### Extract
________________________________________

The city is the privileged setting of modern experience. Let’s imagine ourselves immersed in the sudden and relentless transformation that came with the dawn of the twentieth century and growing Latin American cities. The region’s artists traveled to Europe and were dazzled by Paris and Barcelona, but they also traveled to New York. And, when they returned, they evidenced in their works the impact that the expansion of their own cities had had on their ways of understanding the urban experience: São Paulo, Buenos Aires, Montevideo, Mexico City, Lima, Santiago (Chile), Bogota, Rio de Janeiro, Lima, Caracas, Quito, Havana, and so on. They came up with languages that could capture the vertigo of transformation acting on bodies, fragmenting and compressing the experiences of fast-paced city life. They attempted, in a way, to use their artistic languages to arrange those fluctuating universes. Grids, swirls, symbolic syntheses of the concerns of men, nature, feeling. Representations of cities contained as well representations of the universe.

Artists: Rafael Barradas, Lygia Clark, Horacio Coppola, Geraldo de Barros, Emiliano Di Cavalcanti, Gyula Kosice, Diyi Laañ, Jorge Macchi, Hélio Oiticica, Grete Stern y Joaquín Torres García, among others.

________________________________________

### Input
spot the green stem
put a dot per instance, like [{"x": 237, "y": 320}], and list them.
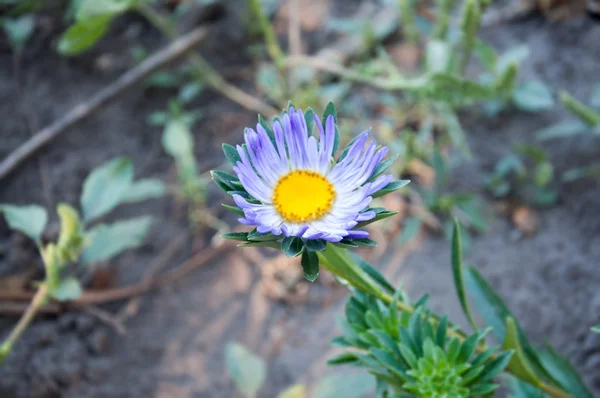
[
  {"x": 203, "y": 70},
  {"x": 38, "y": 302},
  {"x": 339, "y": 262}
]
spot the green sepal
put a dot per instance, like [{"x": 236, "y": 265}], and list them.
[
  {"x": 231, "y": 154},
  {"x": 382, "y": 167},
  {"x": 378, "y": 216},
  {"x": 365, "y": 242},
  {"x": 391, "y": 187},
  {"x": 315, "y": 245},
  {"x": 310, "y": 265},
  {"x": 292, "y": 246},
  {"x": 234, "y": 209},
  {"x": 273, "y": 244},
  {"x": 330, "y": 110}
]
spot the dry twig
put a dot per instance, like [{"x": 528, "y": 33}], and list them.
[{"x": 175, "y": 50}]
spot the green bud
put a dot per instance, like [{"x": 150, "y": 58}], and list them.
[{"x": 71, "y": 240}]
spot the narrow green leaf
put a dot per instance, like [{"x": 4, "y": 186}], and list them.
[
  {"x": 105, "y": 187},
  {"x": 240, "y": 236},
  {"x": 315, "y": 245},
  {"x": 310, "y": 265},
  {"x": 292, "y": 246},
  {"x": 331, "y": 111},
  {"x": 519, "y": 365},
  {"x": 231, "y": 154},
  {"x": 144, "y": 189},
  {"x": 379, "y": 216},
  {"x": 458, "y": 274},
  {"x": 83, "y": 35},
  {"x": 533, "y": 97},
  {"x": 391, "y": 187},
  {"x": 30, "y": 220},
  {"x": 247, "y": 370},
  {"x": 588, "y": 115},
  {"x": 561, "y": 370},
  {"x": 109, "y": 240},
  {"x": 495, "y": 366},
  {"x": 234, "y": 209}
]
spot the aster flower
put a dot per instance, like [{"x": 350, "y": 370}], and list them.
[{"x": 291, "y": 187}]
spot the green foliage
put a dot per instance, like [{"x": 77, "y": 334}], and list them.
[
  {"x": 416, "y": 353},
  {"x": 92, "y": 18},
  {"x": 526, "y": 174},
  {"x": 30, "y": 220},
  {"x": 247, "y": 370}
]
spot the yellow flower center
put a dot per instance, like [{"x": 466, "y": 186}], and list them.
[{"x": 303, "y": 196}]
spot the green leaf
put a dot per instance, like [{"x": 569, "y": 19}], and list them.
[
  {"x": 565, "y": 128},
  {"x": 69, "y": 289},
  {"x": 438, "y": 55},
  {"x": 19, "y": 30},
  {"x": 533, "y": 97},
  {"x": 490, "y": 306},
  {"x": 340, "y": 385},
  {"x": 315, "y": 245},
  {"x": 234, "y": 209},
  {"x": 231, "y": 154},
  {"x": 292, "y": 246},
  {"x": 105, "y": 187},
  {"x": 177, "y": 139},
  {"x": 521, "y": 389},
  {"x": 295, "y": 391},
  {"x": 247, "y": 370},
  {"x": 518, "y": 365},
  {"x": 561, "y": 370},
  {"x": 144, "y": 189},
  {"x": 391, "y": 187},
  {"x": 458, "y": 274},
  {"x": 89, "y": 9},
  {"x": 109, "y": 240},
  {"x": 379, "y": 216},
  {"x": 240, "y": 236},
  {"x": 412, "y": 226},
  {"x": 30, "y": 220},
  {"x": 330, "y": 110},
  {"x": 586, "y": 114},
  {"x": 495, "y": 366},
  {"x": 382, "y": 167},
  {"x": 83, "y": 35},
  {"x": 310, "y": 265}
]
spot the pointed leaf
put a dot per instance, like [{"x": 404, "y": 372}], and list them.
[
  {"x": 247, "y": 370},
  {"x": 458, "y": 274},
  {"x": 30, "y": 220},
  {"x": 518, "y": 365},
  {"x": 310, "y": 265}
]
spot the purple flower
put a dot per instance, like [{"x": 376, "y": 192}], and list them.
[{"x": 294, "y": 186}]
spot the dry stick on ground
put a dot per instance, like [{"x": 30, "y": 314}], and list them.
[
  {"x": 175, "y": 50},
  {"x": 125, "y": 292}
]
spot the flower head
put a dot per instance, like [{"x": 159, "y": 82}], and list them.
[{"x": 289, "y": 182}]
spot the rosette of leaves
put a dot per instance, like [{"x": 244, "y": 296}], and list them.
[{"x": 416, "y": 355}]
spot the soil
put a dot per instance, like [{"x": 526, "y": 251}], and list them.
[{"x": 174, "y": 345}]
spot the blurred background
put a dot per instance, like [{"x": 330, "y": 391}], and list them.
[{"x": 505, "y": 155}]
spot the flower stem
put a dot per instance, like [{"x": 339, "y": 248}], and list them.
[
  {"x": 340, "y": 263},
  {"x": 38, "y": 302},
  {"x": 203, "y": 70}
]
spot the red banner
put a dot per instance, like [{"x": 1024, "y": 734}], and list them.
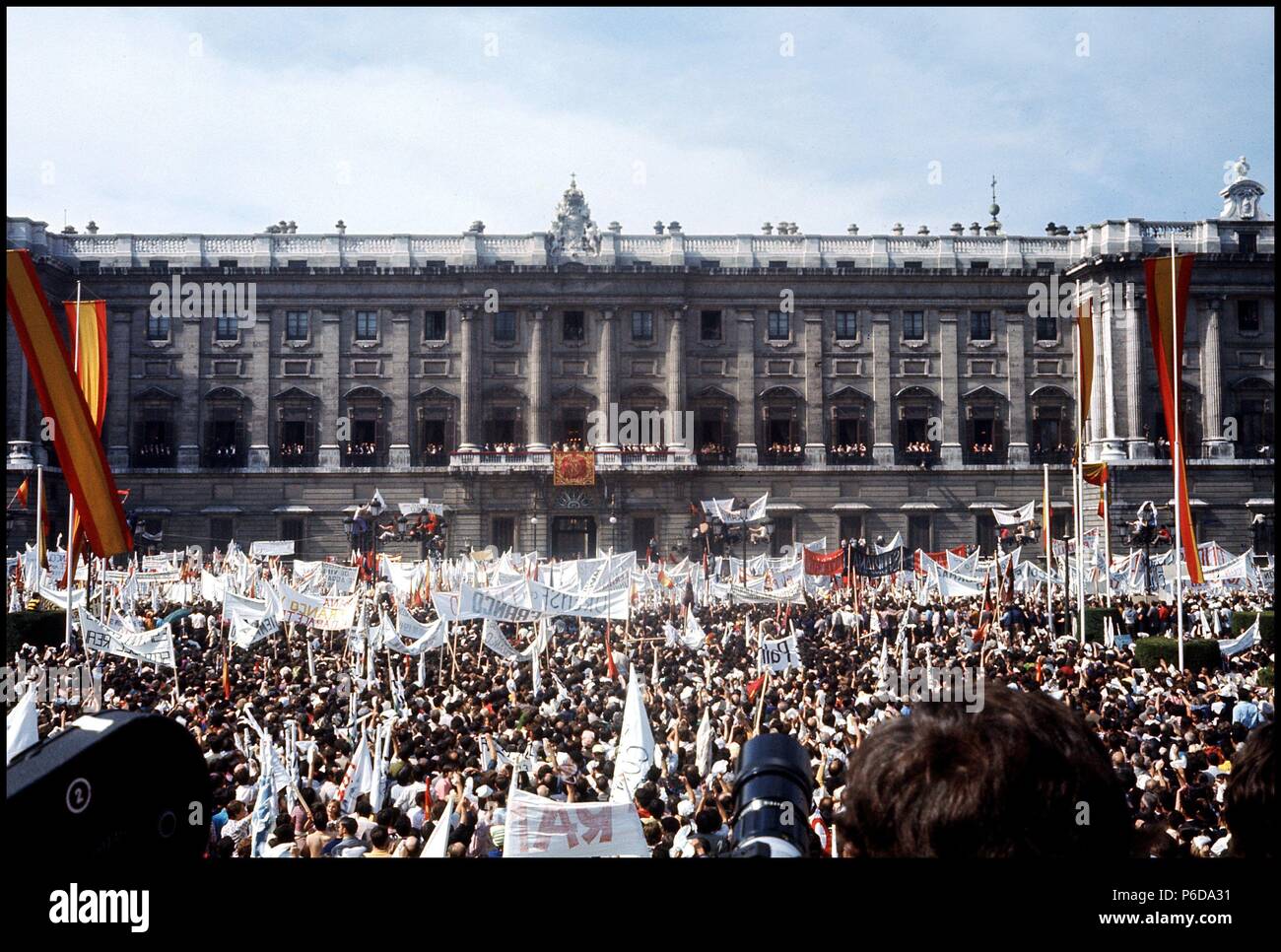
[
  {"x": 574, "y": 469},
  {"x": 825, "y": 563}
]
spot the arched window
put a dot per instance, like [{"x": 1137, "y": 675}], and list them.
[
  {"x": 155, "y": 440},
  {"x": 573, "y": 422},
  {"x": 916, "y": 410},
  {"x": 296, "y": 432},
  {"x": 435, "y": 435},
  {"x": 226, "y": 443},
  {"x": 367, "y": 428},
  {"x": 1254, "y": 418},
  {"x": 713, "y": 427},
  {"x": 781, "y": 437},
  {"x": 1189, "y": 421},
  {"x": 849, "y": 428},
  {"x": 641, "y": 424},
  {"x": 1051, "y": 426},
  {"x": 984, "y": 436},
  {"x": 504, "y": 423}
]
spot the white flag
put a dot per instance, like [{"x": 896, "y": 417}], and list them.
[
  {"x": 636, "y": 747},
  {"x": 22, "y": 725},
  {"x": 704, "y": 745},
  {"x": 438, "y": 844}
]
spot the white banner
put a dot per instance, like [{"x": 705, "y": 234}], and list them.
[
  {"x": 154, "y": 647},
  {"x": 779, "y": 655},
  {"x": 299, "y": 607},
  {"x": 325, "y": 577},
  {"x": 1016, "y": 516},
  {"x": 538, "y": 827},
  {"x": 264, "y": 550}
]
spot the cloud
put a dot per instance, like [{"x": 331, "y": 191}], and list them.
[{"x": 398, "y": 122}]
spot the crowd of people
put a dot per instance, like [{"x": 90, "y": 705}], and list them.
[
  {"x": 854, "y": 452},
  {"x": 1156, "y": 750},
  {"x": 363, "y": 451}
]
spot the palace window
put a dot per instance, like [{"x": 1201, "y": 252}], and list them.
[
  {"x": 298, "y": 325},
  {"x": 367, "y": 325},
  {"x": 573, "y": 327},
  {"x": 434, "y": 325},
  {"x": 505, "y": 327},
  {"x": 158, "y": 327},
  {"x": 1247, "y": 316}
]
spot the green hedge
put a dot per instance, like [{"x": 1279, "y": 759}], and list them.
[
  {"x": 1094, "y": 623},
  {"x": 39, "y": 628},
  {"x": 1198, "y": 652},
  {"x": 1244, "y": 619}
]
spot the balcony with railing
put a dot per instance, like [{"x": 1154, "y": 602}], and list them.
[
  {"x": 223, "y": 456},
  {"x": 984, "y": 455},
  {"x": 505, "y": 460},
  {"x": 918, "y": 453},
  {"x": 779, "y": 455},
  {"x": 849, "y": 455},
  {"x": 1051, "y": 456},
  {"x": 362, "y": 455},
  {"x": 291, "y": 455},
  {"x": 715, "y": 455},
  {"x": 154, "y": 456}
]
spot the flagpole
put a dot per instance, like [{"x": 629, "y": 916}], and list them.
[
  {"x": 1107, "y": 540},
  {"x": 71, "y": 499},
  {"x": 1077, "y": 515},
  {"x": 1178, "y": 449}
]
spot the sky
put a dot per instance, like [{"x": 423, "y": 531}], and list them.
[{"x": 400, "y": 120}]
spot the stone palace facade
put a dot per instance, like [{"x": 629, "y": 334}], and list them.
[{"x": 870, "y": 383}]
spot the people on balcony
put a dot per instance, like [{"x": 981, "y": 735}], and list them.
[
  {"x": 852, "y": 452},
  {"x": 223, "y": 453},
  {"x": 921, "y": 449},
  {"x": 785, "y": 449},
  {"x": 155, "y": 452}
]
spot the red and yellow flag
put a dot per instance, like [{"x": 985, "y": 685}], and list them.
[
  {"x": 1169, "y": 278},
  {"x": 89, "y": 325},
  {"x": 1085, "y": 353},
  {"x": 80, "y": 448},
  {"x": 1097, "y": 474}
]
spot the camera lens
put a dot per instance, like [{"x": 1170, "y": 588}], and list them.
[{"x": 772, "y": 797}]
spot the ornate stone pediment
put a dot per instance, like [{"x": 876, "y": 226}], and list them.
[
  {"x": 1242, "y": 196},
  {"x": 573, "y": 234}
]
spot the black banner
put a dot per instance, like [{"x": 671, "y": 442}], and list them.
[{"x": 872, "y": 566}]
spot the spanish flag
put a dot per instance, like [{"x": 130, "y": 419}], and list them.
[
  {"x": 1097, "y": 474},
  {"x": 1085, "y": 354},
  {"x": 89, "y": 323},
  {"x": 1167, "y": 278},
  {"x": 20, "y": 499},
  {"x": 80, "y": 448}
]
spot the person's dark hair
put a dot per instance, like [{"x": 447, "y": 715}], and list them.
[
  {"x": 1021, "y": 777},
  {"x": 1249, "y": 801}
]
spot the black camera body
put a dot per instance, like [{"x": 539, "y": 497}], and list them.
[
  {"x": 111, "y": 785},
  {"x": 772, "y": 798}
]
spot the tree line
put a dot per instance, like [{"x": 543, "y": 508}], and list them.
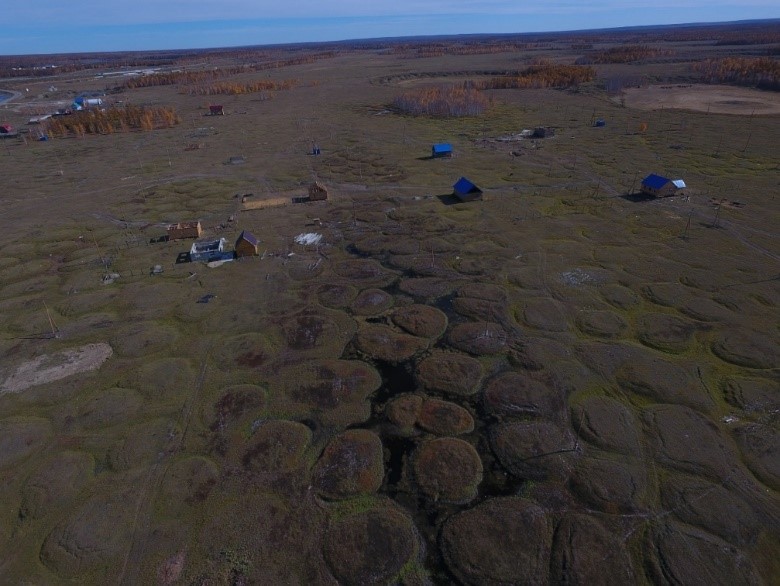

________________________________________

### Parts of the exercise
1 > In the text on Latin American cities, what is described as the privileged setting of modern experience?
2 > Please give everything from the line containing "spot the tree line" down to the end of the records again, swapping "tree line" for "mountain ridge" and changing nothing else. Leave the pictures out.

### Task-by-task answers
1 > The city.

2 >
spot the mountain ridge
put a dot per instance, like [{"x": 543, "y": 508}], and list them.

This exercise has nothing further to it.